**What is required**
Transcription, pictures excluded: write out the data below exactly.

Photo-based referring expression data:
- - - -

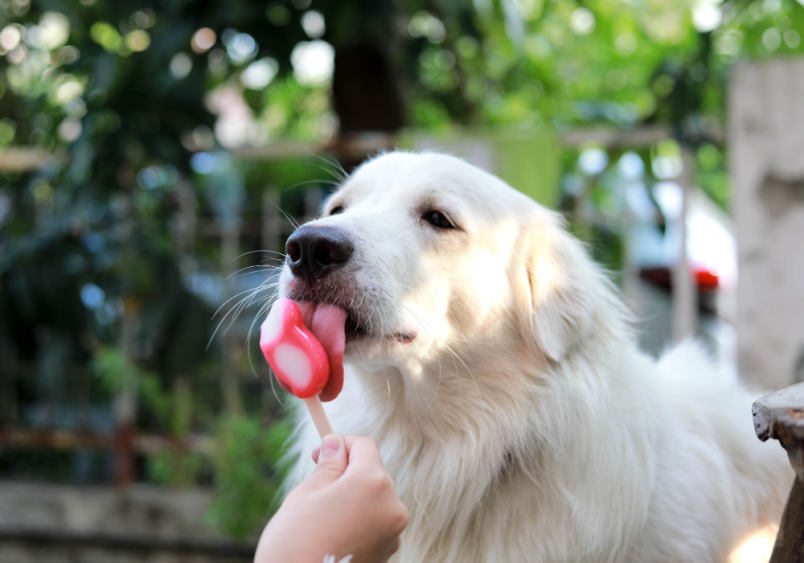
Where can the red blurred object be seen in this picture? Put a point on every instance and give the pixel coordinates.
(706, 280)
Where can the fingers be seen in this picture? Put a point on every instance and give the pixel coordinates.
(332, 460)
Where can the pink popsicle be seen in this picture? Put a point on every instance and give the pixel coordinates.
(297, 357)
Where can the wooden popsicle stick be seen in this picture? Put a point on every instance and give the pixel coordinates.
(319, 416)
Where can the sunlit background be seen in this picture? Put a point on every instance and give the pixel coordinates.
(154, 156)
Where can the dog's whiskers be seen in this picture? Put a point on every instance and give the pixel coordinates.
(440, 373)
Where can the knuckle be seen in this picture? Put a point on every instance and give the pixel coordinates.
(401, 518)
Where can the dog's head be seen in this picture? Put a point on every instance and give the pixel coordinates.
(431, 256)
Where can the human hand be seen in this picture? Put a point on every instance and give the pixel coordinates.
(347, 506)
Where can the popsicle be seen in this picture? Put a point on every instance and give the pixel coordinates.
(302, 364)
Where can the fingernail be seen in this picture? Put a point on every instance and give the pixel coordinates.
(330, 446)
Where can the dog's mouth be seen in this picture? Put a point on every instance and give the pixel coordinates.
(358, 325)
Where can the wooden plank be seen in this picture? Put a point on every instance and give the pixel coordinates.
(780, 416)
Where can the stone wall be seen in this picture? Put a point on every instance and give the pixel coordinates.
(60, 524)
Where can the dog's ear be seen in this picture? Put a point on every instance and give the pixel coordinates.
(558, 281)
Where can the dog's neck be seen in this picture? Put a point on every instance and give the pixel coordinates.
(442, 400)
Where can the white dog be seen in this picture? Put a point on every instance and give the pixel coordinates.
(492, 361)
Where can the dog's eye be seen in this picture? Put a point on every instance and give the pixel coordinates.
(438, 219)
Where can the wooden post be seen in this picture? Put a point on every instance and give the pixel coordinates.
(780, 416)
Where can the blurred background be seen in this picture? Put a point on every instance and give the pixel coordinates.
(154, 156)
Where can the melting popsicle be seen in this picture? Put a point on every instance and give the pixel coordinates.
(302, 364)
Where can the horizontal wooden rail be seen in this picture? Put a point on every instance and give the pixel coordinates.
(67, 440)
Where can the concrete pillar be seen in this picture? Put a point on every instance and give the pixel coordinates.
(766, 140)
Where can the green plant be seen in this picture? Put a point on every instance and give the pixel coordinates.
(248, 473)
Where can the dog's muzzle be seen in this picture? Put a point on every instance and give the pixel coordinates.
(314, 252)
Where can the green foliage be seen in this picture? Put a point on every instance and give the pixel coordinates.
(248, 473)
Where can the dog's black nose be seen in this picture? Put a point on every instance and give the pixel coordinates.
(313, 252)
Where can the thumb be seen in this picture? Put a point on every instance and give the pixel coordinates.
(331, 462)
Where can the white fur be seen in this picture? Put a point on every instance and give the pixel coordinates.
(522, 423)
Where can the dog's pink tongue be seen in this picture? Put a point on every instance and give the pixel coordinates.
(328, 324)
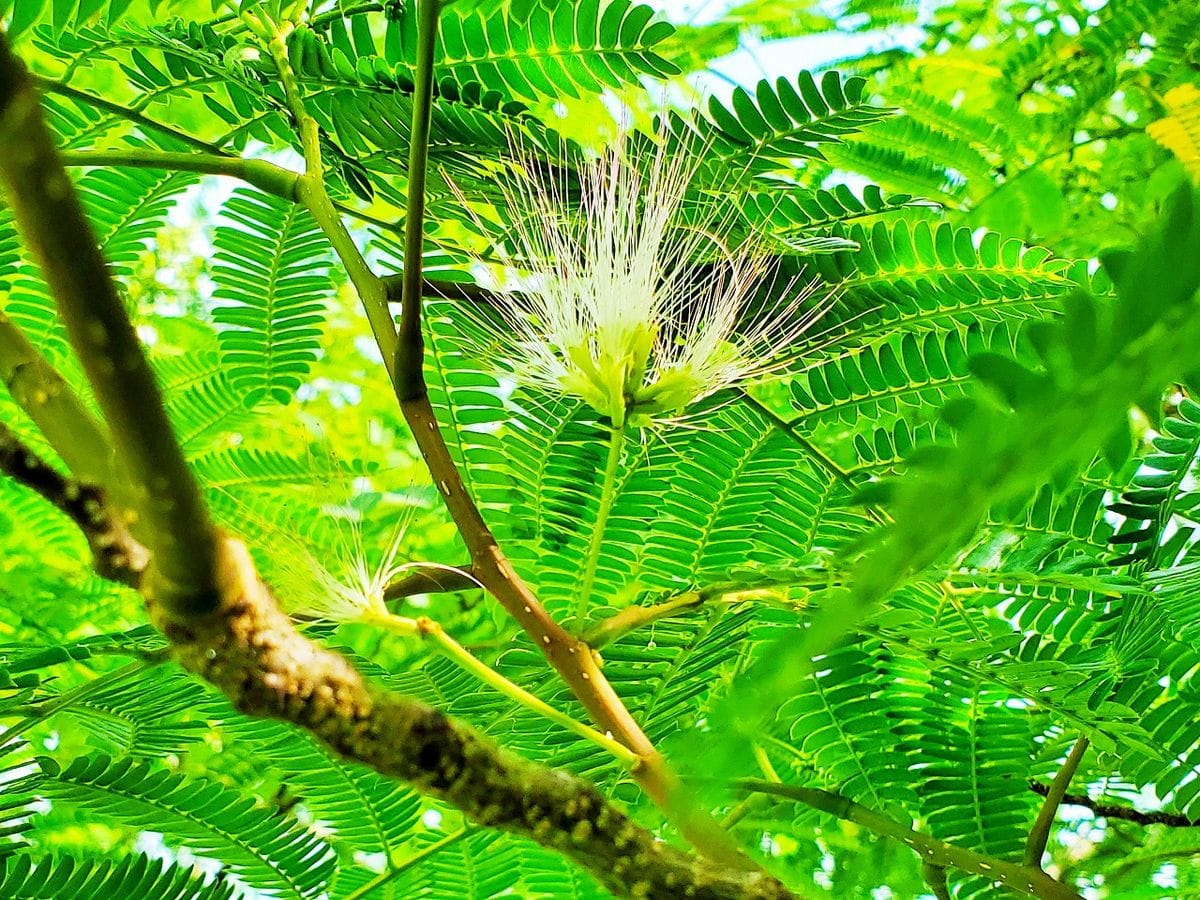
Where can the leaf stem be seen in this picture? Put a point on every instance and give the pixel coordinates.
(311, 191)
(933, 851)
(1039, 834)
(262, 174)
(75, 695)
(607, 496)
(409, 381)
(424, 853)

- - - -

**Task solution**
Where can the red blurred object be seen in this picture? Put a point on every instance and give the pixel coordinates.
(706, 280)
Where can the fingers be seen in this picture? Put a point on every instance and give the pixel coordinates.
(332, 460)
Where can the pink popsicle be seen in this picture? Put a point on every instance and give the pixel coordinates.
(297, 357)
Where can the wooden popsicle stick be seen in this picture? Put a point on every instance and give the pixel coordinates.
(319, 416)
Where can the sunlit background be seen in this picture? Put a point on every instance and give the pixel coordinates.
(154, 156)
Where can the dog's whiskers be seen in this picture? Put a point on every instance and give the pixel coordinates.
(440, 373)
Where can the knuckle be seen in this picture? Put a point on every instance and give the pixel coordinates.
(401, 518)
Where can the dog's head be seen in this picture? Put a point on every instance and give the pixel coordinates.
(431, 256)
Where can the human hand be seen in this picture? Put a point on every instance and give the pixel coordinates.
(347, 506)
Where can the popsicle be seen in this picture? Put a point on every instance and give the pixel coordinates.
(302, 364)
Where can the fingernail be seen in this picture? Put a point on every instance and give the pixel coordinates.
(330, 446)
Where can the dog's mouth be seen in this picture? Put a point on every instance and give the pixel coordinates.
(358, 325)
Where can the wooden plank be seen in this picture? Put a point on every instance and give the pixel coordinates.
(780, 416)
Where can the stone wall be seen in this picture? Put a point on every instance and give the pixel coordinates.
(60, 524)
Where can the dog's ear be seen in this picture? Put a point on every instance and give the pixel coordinates.
(558, 281)
Where can the dog's neck be seen in this picture? Put a point on every instance and give the pixel coordinates.
(442, 400)
Where can the white dog be seen in this picture? Put a point on every instance and give the pixel coordinates.
(492, 361)
Where can the dog's eye be seen in this picture? Put a point on every instance and give the pixel coordinates.
(438, 219)
Where can the wooden post be seen in this picture? Put a point on every instance and give the pixel coordinates.
(780, 416)
Where can the blurred background be seen in this picture? Put a point on every instance and give the pixel coordinates.
(154, 156)
Where can the melting popsicle be seen in this picture? Put a point on every instance and give the pixel coordinates.
(302, 364)
Where can the horizontal wooden rail be seen in this picture? Put a point on every instance and give the pixel coordinates.
(67, 440)
Where can the concrete pillar be seen in this picture? Put a point on every instance and give the pixel coordinates.
(766, 140)
Where can the green plant be seen in this picture? Put a point on every instance and give the pixel coordinates.
(248, 473)
Where can the dog's muzzle be seen in this picture? Put a point on every instance and give the pixel coordinates.
(314, 252)
Where can the green foliage be seen in this picture? Put a point on every instance and give the pixel coordinates.
(248, 473)
Where can the dog's black nose be seen in this picture? Put a point on every instance and give the pixel coordinates.
(313, 252)
Where can the thumb be seen in this picture? Put a point on every instance and give the pixel coordinates.
(331, 462)
Where can the white fur be seen in this picture? Put a point on every instance and give the pixel coordinates.
(522, 423)
Where can the dog's pink tongue be seen in this picture? Put a point on every instance and give the pixel coordinates.
(328, 324)
Where can the leaf stem be seen in this picture? Put a point on every instance and give the pixel coordinates.
(311, 191)
(933, 851)
(1039, 834)
(262, 174)
(75, 695)
(607, 496)
(409, 381)
(424, 853)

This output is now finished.